→ **TASK REQUIREMENTS**: Would you copy out the following entries exactly, without any of the pictures?

+ + +

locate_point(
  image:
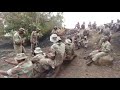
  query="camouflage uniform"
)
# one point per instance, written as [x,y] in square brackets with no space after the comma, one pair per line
[42,65]
[105,49]
[22,70]
[34,38]
[19,48]
[106,32]
[69,51]
[59,50]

+ + +

→ **RESPONSE FOR THIS EXERCISE**:
locate_point(
  image:
  query="camouflage uniform"
)
# one point per instance, written as [x,y] in square brackets with no space after the comma, one pair per line
[42,65]
[105,49]
[22,70]
[34,38]
[19,48]
[106,32]
[69,51]
[59,50]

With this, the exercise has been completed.